Instructions to follow
Continue the guide to filing an HPD 311 housing complaint in New York City from the point where its text ends.

Text provided
How to File an HPD 311 Housing Complaint in NYC: A Tenant’s Step-by-Step Playbook
Your landlord won’t fix the heat, the leak, or the pests. Here’s exactly how to file a 311 housing complaint, what HPD inspects and when, and what Class A, B, and C violations mean for your landlord.

Your radiator’s been dead since Sunday. The ceiling in the bathroom has a leak that’s now a bulge. You’ve texted your super three times and gotten nothing back. What do you actually do?

In New York City, you file a complaint with the Department of Housing Preservation and Development (HPD) — and you do it through 311. It’s free, it’s anonymous if you want it to be, and it triggers a legally-enforced inspection and repair timeline your landlord doesn’t get to ignore. But only if you know how to file it correctly and what to do after. Here’s the full playbook.

Start With Your Landlord — But Set a Clock

Before filing, HPD and the Legal Aid Society both recommend contacting your landlord or managing agent first. Send the request in writing — text or email counts — so you have a record. Give a reasonable window (24 hours for emergencies like no heat or a gas leak; 3–7 days for non-emergency repairs). If nothing happens, move to 311.

Why bother with the written request? Two reasons. One, some landlords really will respond. Two, if you end up in Housing Court later, that paper trail proves you gave notice and the landlord failed to act.

How to File a 311 Housing Complaint

You have four filing options, per the official HPD complaint page:

  • Call 311 (or 212-NEW-YORK from outside NYC). Tell the operator the nature of the problem and your address.
  • Use the NYC311 mobile app (iOS and Android). This is the fastest option and lets you upload photos.
  • File online at portal.311.nyc.gov. Search “Apartment Maintenance Complaint.”

Record extracts

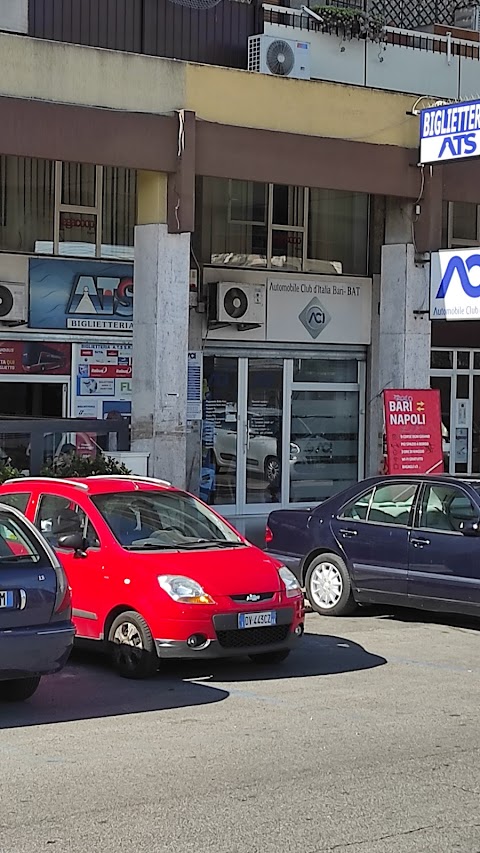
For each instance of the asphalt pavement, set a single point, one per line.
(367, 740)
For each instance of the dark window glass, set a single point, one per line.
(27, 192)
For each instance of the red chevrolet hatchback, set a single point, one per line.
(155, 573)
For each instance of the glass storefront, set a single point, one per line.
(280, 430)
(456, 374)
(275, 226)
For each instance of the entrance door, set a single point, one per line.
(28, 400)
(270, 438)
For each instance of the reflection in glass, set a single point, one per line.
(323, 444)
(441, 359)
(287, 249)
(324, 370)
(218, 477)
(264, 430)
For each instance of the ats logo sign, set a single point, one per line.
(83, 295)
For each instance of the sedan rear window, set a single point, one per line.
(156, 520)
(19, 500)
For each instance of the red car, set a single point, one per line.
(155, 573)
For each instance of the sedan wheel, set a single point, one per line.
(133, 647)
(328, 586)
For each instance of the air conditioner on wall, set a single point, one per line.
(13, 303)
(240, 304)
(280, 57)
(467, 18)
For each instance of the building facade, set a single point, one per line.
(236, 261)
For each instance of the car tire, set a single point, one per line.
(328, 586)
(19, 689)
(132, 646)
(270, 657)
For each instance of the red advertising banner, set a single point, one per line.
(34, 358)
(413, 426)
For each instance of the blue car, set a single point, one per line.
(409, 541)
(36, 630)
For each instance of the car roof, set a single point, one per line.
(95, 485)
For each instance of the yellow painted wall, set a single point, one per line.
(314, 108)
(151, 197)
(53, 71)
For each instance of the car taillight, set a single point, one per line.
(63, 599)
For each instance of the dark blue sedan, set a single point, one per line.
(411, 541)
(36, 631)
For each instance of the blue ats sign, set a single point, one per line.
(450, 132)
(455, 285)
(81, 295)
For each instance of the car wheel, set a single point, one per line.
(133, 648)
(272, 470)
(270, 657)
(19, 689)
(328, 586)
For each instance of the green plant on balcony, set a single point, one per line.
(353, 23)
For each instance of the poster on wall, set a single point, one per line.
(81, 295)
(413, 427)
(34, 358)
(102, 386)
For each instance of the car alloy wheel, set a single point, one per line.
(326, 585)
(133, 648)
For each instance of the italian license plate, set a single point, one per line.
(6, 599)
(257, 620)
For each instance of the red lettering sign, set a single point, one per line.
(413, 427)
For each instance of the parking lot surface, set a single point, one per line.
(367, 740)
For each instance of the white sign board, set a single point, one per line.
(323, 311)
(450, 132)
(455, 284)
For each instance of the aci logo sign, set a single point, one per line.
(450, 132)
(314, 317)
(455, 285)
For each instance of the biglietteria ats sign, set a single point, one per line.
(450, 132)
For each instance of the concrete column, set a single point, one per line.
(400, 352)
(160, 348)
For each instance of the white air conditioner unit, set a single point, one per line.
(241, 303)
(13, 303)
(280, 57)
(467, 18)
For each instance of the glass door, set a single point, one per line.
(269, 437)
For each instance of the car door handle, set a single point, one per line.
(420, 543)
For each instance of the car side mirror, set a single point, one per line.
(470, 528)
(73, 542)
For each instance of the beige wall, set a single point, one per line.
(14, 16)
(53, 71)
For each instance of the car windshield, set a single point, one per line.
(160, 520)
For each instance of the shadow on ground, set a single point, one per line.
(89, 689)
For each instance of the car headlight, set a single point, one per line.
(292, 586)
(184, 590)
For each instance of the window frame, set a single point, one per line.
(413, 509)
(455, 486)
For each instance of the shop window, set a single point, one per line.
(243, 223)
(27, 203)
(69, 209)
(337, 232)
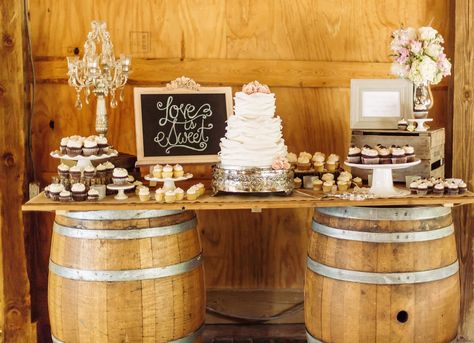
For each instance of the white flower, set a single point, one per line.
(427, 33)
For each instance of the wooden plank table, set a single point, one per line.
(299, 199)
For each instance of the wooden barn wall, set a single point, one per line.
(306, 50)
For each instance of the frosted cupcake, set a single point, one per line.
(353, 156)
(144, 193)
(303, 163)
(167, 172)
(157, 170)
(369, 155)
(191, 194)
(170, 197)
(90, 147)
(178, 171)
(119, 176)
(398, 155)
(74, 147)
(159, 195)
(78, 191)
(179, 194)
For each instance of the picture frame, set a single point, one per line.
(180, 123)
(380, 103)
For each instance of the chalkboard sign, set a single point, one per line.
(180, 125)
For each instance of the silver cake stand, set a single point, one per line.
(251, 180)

Task output
  • Text 311-692 for certain complaint types.

You’ll be asked for your name and contact info. You can request confidentiality — HPD won’t share your identity with the landlord, though the inspector will need to enter your apartment.

What Information to Have Ready

  • Complete building address and your apartment number
  • Specific description of the problem (e.g., “No heat, thermostat reads 58°F at 9 a.m.,” not “heat broken”)
  • How long the condition has existed
  • Whether you’ve contacted the landlord and when
  • Photos or videos if you can — the mobile app lets you upload directly

Save the Service Request (SR) number you’re given. Every follow-up call, every piece of evidence, every court filing ties back to that number.

Inspection Timelines Depend on Severity

Per the HPD complaint portal, inspection timelines are tiered by the danger level of the condition:

  • Emergency conditions (no heat in winter, no water, gas leak, sewage backup): HPD typically inspects within 24 hours.
  • Hazardous conditions (water leaks, broken windows, pest infestations): inspections within roughly 5–10 days.
  • Non-hazardous conditions (cosmetic issues, minor wear): 30+ days.

You — or another adult — need to be home when the inspector comes, or they can’t enter. HPD doesn’t give exact arrival windows; keep your phone on and be flexible. If they can’t get in, they’ll leave a card, and you’ll need to call to reschedule.

What Gets Issued — and What It Means

If the inspector confirms the condition, HPD issues a violation against the building. Violations come in three classes, each with its own deadline for the landlord to fix the problem:

  • Class A (Non-hazardous): Minor issues — a missing apartment number, minor non-lead paint peeling, a broken doorbell. Landlord has 90 days to correct.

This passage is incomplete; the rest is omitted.